-- INFORMATION SUPPLIED follows --

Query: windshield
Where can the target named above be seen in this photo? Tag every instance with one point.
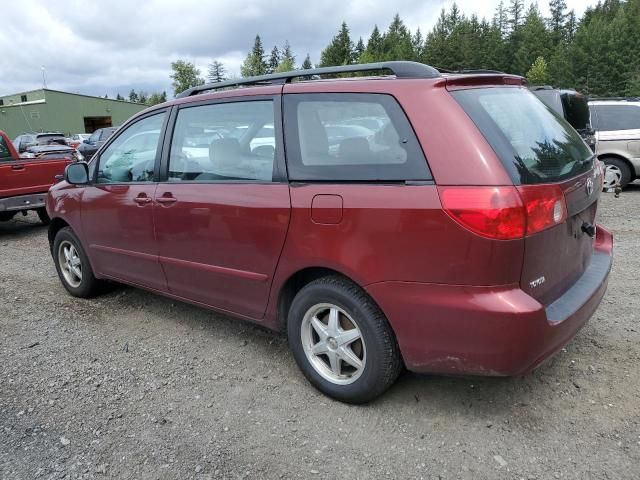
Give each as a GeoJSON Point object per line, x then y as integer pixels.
{"type": "Point", "coordinates": [533, 142]}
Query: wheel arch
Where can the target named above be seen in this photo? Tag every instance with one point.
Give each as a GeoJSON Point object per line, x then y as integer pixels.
{"type": "Point", "coordinates": [298, 280]}
{"type": "Point", "coordinates": [603, 156]}
{"type": "Point", "coordinates": [55, 226]}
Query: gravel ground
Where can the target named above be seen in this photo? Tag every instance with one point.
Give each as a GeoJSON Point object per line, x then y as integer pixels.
{"type": "Point", "coordinates": [133, 385]}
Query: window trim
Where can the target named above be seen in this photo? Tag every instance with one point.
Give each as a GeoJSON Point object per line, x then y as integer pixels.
{"type": "Point", "coordinates": [593, 109]}
{"type": "Point", "coordinates": [279, 164]}
{"type": "Point", "coordinates": [95, 160]}
{"type": "Point", "coordinates": [400, 120]}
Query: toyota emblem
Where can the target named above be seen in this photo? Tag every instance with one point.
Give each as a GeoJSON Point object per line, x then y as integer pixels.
{"type": "Point", "coordinates": [589, 186]}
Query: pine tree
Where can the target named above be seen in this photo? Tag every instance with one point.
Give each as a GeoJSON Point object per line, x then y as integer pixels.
{"type": "Point", "coordinates": [359, 50]}
{"type": "Point", "coordinates": [516, 14]}
{"type": "Point", "coordinates": [538, 74]}
{"type": "Point", "coordinates": [307, 65]}
{"type": "Point", "coordinates": [535, 41]}
{"type": "Point", "coordinates": [185, 75]}
{"type": "Point", "coordinates": [557, 20]}
{"type": "Point", "coordinates": [340, 50]}
{"type": "Point", "coordinates": [500, 19]}
{"type": "Point", "coordinates": [287, 60]}
{"type": "Point", "coordinates": [254, 64]}
{"type": "Point", "coordinates": [417, 43]}
{"type": "Point", "coordinates": [274, 60]}
{"type": "Point", "coordinates": [397, 43]}
{"type": "Point", "coordinates": [216, 72]}
{"type": "Point", "coordinates": [373, 50]}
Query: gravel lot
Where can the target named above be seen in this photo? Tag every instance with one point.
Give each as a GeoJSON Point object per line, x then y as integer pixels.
{"type": "Point", "coordinates": [133, 385]}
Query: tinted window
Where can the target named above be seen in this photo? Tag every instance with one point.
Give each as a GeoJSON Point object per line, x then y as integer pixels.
{"type": "Point", "coordinates": [5, 154]}
{"type": "Point", "coordinates": [616, 117]}
{"type": "Point", "coordinates": [345, 136]}
{"type": "Point", "coordinates": [224, 141]}
{"type": "Point", "coordinates": [106, 133]}
{"type": "Point", "coordinates": [54, 138]}
{"type": "Point", "coordinates": [131, 157]}
{"type": "Point", "coordinates": [95, 137]}
{"type": "Point", "coordinates": [576, 110]}
{"type": "Point", "coordinates": [533, 142]}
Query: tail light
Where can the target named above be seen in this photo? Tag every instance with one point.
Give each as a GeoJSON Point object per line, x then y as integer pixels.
{"type": "Point", "coordinates": [505, 213]}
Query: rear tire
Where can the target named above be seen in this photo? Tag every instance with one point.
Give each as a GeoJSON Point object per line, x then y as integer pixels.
{"type": "Point", "coordinates": [73, 265]}
{"type": "Point", "coordinates": [616, 171]}
{"type": "Point", "coordinates": [342, 341]}
{"type": "Point", "coordinates": [43, 216]}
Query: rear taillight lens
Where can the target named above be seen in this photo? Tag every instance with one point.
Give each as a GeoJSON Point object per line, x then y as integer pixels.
{"type": "Point", "coordinates": [545, 206]}
{"type": "Point", "coordinates": [493, 212]}
{"type": "Point", "coordinates": [505, 213]}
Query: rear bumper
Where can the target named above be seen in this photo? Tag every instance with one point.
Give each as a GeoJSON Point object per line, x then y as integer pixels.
{"type": "Point", "coordinates": [456, 329]}
{"type": "Point", "coordinates": [23, 202]}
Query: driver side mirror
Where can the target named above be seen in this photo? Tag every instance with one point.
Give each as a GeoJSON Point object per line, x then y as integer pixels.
{"type": "Point", "coordinates": [77, 173]}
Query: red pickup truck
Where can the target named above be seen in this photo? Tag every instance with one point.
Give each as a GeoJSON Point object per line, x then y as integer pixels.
{"type": "Point", "coordinates": [24, 182]}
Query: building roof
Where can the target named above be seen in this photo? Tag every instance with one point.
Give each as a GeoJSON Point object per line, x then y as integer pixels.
{"type": "Point", "coordinates": [45, 90]}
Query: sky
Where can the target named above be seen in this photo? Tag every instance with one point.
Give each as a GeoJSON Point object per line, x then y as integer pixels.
{"type": "Point", "coordinates": [100, 47]}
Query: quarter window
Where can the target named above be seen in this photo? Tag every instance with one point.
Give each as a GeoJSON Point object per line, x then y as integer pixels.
{"type": "Point", "coordinates": [351, 137]}
{"type": "Point", "coordinates": [616, 117]}
{"type": "Point", "coordinates": [5, 154]}
{"type": "Point", "coordinates": [132, 156]}
{"type": "Point", "coordinates": [225, 141]}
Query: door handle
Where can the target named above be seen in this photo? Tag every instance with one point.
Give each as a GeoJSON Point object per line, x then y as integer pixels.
{"type": "Point", "coordinates": [142, 199]}
{"type": "Point", "coordinates": [167, 198]}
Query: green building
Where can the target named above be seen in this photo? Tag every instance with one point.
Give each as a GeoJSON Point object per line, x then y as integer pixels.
{"type": "Point", "coordinates": [47, 110]}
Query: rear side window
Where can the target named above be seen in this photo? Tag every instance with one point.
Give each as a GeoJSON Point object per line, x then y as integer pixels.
{"type": "Point", "coordinates": [350, 137]}
{"type": "Point", "coordinates": [232, 141]}
{"type": "Point", "coordinates": [576, 110]}
{"type": "Point", "coordinates": [616, 117]}
{"type": "Point", "coordinates": [534, 144]}
{"type": "Point", "coordinates": [5, 154]}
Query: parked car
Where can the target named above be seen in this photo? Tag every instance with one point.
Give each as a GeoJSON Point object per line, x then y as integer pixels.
{"type": "Point", "coordinates": [27, 140]}
{"type": "Point", "coordinates": [90, 146]}
{"type": "Point", "coordinates": [75, 140]}
{"type": "Point", "coordinates": [25, 181]}
{"type": "Point", "coordinates": [617, 125]}
{"type": "Point", "coordinates": [464, 243]}
{"type": "Point", "coordinates": [572, 106]}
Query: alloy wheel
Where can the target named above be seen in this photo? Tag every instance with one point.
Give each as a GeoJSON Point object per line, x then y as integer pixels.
{"type": "Point", "coordinates": [612, 175]}
{"type": "Point", "coordinates": [333, 344]}
{"type": "Point", "coordinates": [70, 263]}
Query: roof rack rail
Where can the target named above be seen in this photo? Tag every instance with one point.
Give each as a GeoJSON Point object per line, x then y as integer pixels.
{"type": "Point", "coordinates": [627, 99]}
{"type": "Point", "coordinates": [468, 71]}
{"type": "Point", "coordinates": [399, 69]}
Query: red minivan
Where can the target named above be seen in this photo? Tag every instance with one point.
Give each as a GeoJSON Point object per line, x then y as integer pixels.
{"type": "Point", "coordinates": [440, 222]}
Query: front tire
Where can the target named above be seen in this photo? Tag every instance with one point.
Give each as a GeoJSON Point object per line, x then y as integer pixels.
{"type": "Point", "coordinates": [73, 265]}
{"type": "Point", "coordinates": [43, 216]}
{"type": "Point", "coordinates": [342, 341]}
{"type": "Point", "coordinates": [616, 171]}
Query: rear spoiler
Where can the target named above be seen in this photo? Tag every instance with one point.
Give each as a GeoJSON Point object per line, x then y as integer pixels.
{"type": "Point", "coordinates": [478, 80]}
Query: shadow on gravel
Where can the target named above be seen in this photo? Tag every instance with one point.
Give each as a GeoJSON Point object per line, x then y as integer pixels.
{"type": "Point", "coordinates": [20, 227]}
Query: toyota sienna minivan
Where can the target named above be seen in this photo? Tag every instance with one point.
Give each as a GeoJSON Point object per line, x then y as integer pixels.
{"type": "Point", "coordinates": [455, 233]}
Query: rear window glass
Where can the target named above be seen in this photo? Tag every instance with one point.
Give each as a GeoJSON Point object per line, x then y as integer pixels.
{"type": "Point", "coordinates": [49, 139]}
{"type": "Point", "coordinates": [4, 150]}
{"type": "Point", "coordinates": [616, 117]}
{"type": "Point", "coordinates": [534, 143]}
{"type": "Point", "coordinates": [576, 110]}
{"type": "Point", "coordinates": [350, 137]}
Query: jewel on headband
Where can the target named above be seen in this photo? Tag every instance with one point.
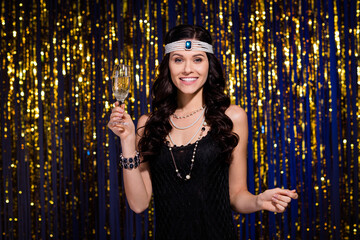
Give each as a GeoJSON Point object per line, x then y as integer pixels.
{"type": "Point", "coordinates": [188, 45]}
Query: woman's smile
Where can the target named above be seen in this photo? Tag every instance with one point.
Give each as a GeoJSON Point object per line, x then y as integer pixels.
{"type": "Point", "coordinates": [189, 70]}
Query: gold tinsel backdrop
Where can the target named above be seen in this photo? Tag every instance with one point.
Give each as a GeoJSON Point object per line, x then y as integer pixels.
{"type": "Point", "coordinates": [294, 66]}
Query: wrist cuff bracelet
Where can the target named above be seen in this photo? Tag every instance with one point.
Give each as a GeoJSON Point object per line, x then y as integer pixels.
{"type": "Point", "coordinates": [130, 163]}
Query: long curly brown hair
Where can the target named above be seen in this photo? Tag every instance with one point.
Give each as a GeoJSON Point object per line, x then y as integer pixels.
{"type": "Point", "coordinates": [164, 94]}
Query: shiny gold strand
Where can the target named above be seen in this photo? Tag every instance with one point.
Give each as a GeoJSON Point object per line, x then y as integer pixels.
{"type": "Point", "coordinates": [74, 58]}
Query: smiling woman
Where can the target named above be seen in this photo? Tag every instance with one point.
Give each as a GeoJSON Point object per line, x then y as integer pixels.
{"type": "Point", "coordinates": [193, 147]}
{"type": "Point", "coordinates": [189, 71]}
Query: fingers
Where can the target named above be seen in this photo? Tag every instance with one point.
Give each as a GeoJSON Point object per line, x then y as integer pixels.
{"type": "Point", "coordinates": [282, 198]}
{"type": "Point", "coordinates": [281, 202]}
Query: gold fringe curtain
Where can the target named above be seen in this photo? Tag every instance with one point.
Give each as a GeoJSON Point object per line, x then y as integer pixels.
{"type": "Point", "coordinates": [294, 66]}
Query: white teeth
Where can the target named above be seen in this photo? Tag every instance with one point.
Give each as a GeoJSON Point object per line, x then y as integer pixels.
{"type": "Point", "coordinates": [188, 79]}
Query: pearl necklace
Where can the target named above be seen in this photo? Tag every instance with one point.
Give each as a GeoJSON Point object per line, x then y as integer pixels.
{"type": "Point", "coordinates": [192, 124]}
{"type": "Point", "coordinates": [202, 124]}
{"type": "Point", "coordinates": [188, 115]}
{"type": "Point", "coordinates": [178, 174]}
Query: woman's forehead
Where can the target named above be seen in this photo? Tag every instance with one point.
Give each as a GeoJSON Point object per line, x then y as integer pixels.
{"type": "Point", "coordinates": [184, 53]}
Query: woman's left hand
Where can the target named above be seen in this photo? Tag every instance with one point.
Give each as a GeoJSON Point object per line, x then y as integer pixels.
{"type": "Point", "coordinates": [276, 200]}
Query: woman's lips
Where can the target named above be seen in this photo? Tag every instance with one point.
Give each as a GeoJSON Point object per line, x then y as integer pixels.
{"type": "Point", "coordinates": [188, 80]}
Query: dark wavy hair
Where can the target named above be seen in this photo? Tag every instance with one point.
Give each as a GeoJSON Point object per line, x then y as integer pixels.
{"type": "Point", "coordinates": [164, 103]}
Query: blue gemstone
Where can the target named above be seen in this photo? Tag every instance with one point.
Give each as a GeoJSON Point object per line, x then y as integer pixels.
{"type": "Point", "coordinates": [188, 45]}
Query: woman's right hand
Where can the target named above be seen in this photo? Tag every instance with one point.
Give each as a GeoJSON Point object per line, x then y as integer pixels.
{"type": "Point", "coordinates": [121, 123]}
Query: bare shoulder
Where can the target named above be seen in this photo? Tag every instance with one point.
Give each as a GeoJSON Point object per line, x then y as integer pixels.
{"type": "Point", "coordinates": [236, 114]}
{"type": "Point", "coordinates": [143, 119]}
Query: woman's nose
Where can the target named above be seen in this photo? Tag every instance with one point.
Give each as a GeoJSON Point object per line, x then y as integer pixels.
{"type": "Point", "coordinates": [187, 67]}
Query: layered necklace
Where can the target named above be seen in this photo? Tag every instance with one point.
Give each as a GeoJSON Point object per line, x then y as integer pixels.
{"type": "Point", "coordinates": [202, 129]}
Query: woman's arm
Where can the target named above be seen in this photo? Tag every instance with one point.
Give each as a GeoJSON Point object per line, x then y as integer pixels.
{"type": "Point", "coordinates": [137, 182]}
{"type": "Point", "coordinates": [275, 200]}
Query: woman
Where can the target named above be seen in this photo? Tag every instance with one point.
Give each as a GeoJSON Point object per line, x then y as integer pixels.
{"type": "Point", "coordinates": [193, 147]}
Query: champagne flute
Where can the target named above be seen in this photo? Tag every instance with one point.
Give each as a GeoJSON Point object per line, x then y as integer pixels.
{"type": "Point", "coordinates": [121, 83]}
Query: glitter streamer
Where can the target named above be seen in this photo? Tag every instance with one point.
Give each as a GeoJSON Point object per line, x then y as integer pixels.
{"type": "Point", "coordinates": [59, 161]}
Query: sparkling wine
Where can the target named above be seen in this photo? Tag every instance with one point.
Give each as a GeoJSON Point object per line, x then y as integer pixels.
{"type": "Point", "coordinates": [121, 87]}
{"type": "Point", "coordinates": [121, 94]}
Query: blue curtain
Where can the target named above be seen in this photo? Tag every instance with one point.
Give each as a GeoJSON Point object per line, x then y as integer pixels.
{"type": "Point", "coordinates": [292, 65]}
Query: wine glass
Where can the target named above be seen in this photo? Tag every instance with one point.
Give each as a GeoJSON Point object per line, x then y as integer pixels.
{"type": "Point", "coordinates": [121, 82]}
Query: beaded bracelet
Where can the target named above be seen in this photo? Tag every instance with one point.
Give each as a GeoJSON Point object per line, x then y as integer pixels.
{"type": "Point", "coordinates": [130, 163]}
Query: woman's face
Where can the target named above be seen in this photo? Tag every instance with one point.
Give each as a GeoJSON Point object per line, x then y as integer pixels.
{"type": "Point", "coordinates": [189, 70]}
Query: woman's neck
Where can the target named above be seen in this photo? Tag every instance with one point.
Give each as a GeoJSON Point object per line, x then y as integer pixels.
{"type": "Point", "coordinates": [189, 103]}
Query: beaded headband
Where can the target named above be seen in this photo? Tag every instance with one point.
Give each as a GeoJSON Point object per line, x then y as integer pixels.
{"type": "Point", "coordinates": [188, 45]}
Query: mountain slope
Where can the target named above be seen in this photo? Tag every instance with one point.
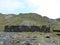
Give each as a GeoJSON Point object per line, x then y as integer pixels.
{"type": "Point", "coordinates": [26, 19]}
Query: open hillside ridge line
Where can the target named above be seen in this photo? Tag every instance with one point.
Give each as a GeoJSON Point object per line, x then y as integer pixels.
{"type": "Point", "coordinates": [30, 18]}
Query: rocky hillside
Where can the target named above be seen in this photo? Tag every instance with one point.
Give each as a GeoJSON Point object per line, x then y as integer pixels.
{"type": "Point", "coordinates": [26, 19]}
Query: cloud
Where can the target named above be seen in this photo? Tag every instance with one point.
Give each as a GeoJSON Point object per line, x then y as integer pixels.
{"type": "Point", "coordinates": [10, 5]}
{"type": "Point", "coordinates": [49, 8]}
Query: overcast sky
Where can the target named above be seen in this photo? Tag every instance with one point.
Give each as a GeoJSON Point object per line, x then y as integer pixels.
{"type": "Point", "coordinates": [49, 8]}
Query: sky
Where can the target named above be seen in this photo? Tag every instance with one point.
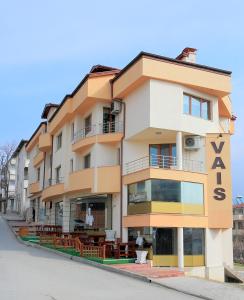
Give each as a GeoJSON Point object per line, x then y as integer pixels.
{"type": "Point", "coordinates": [47, 46]}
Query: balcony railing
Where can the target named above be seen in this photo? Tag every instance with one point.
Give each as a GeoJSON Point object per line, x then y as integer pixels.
{"type": "Point", "coordinates": [164, 162]}
{"type": "Point", "coordinates": [51, 182]}
{"type": "Point", "coordinates": [102, 128]}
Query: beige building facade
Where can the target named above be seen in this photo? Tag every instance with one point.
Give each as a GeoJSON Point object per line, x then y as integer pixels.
{"type": "Point", "coordinates": [143, 151]}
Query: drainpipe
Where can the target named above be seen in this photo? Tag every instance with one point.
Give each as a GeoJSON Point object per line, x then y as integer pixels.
{"type": "Point", "coordinates": [121, 164]}
{"type": "Point", "coordinates": [121, 172]}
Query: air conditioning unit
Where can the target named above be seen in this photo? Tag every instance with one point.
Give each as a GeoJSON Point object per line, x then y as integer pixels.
{"type": "Point", "coordinates": [116, 107]}
{"type": "Point", "coordinates": [192, 142]}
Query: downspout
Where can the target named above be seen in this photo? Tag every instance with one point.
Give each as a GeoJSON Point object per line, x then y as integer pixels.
{"type": "Point", "coordinates": [121, 172]}
{"type": "Point", "coordinates": [51, 162]}
{"type": "Point", "coordinates": [121, 165]}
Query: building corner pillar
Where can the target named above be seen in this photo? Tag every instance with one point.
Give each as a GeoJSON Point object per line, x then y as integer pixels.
{"type": "Point", "coordinates": [179, 155]}
{"type": "Point", "coordinates": [180, 240]}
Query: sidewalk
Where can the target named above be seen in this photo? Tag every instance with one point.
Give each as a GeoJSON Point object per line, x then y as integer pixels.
{"type": "Point", "coordinates": [166, 277]}
{"type": "Point", "coordinates": [202, 288]}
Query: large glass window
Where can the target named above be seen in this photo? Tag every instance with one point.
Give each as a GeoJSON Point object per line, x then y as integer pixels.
{"type": "Point", "coordinates": [194, 241]}
{"type": "Point", "coordinates": [139, 192]}
{"type": "Point", "coordinates": [191, 193]}
{"type": "Point", "coordinates": [165, 190]}
{"type": "Point", "coordinates": [165, 241]}
{"type": "Point", "coordinates": [93, 213]}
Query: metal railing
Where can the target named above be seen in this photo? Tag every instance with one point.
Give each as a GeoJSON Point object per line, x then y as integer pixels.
{"type": "Point", "coordinates": [164, 162]}
{"type": "Point", "coordinates": [101, 128]}
{"type": "Point", "coordinates": [50, 182]}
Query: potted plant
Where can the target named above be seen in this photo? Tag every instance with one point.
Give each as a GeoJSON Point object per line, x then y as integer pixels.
{"type": "Point", "coordinates": [141, 255]}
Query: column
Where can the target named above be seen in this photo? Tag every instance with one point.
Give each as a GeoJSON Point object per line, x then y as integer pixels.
{"type": "Point", "coordinates": [179, 155]}
{"type": "Point", "coordinates": [66, 214]}
{"type": "Point", "coordinates": [180, 240]}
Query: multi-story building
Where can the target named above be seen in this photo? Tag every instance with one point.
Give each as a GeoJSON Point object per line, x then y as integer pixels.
{"type": "Point", "coordinates": [21, 182]}
{"type": "Point", "coordinates": [144, 151]}
{"type": "Point", "coordinates": [238, 232]}
{"type": "Point", "coordinates": [8, 177]}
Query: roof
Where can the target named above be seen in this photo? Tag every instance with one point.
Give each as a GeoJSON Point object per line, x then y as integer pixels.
{"type": "Point", "coordinates": [238, 205]}
{"type": "Point", "coordinates": [185, 52]}
{"type": "Point", "coordinates": [95, 70]}
{"type": "Point", "coordinates": [172, 60]}
{"type": "Point", "coordinates": [42, 123]}
{"type": "Point", "coordinates": [19, 147]}
{"type": "Point", "coordinates": [105, 70]}
{"type": "Point", "coordinates": [47, 108]}
{"type": "Point", "coordinates": [101, 68]}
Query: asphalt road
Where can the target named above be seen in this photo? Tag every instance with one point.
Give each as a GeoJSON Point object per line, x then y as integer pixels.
{"type": "Point", "coordinates": [27, 273]}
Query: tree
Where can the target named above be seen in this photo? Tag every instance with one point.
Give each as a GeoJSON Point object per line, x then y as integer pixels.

-- INFORMATION SUPPLIED concluded --

- **WHAT TO PRODUCE**:
Copy down every line of the entries containing the word "roof".

- **WRITTEN ANSWER**:
Query: building roof
Query: roof rack rail
Query: roof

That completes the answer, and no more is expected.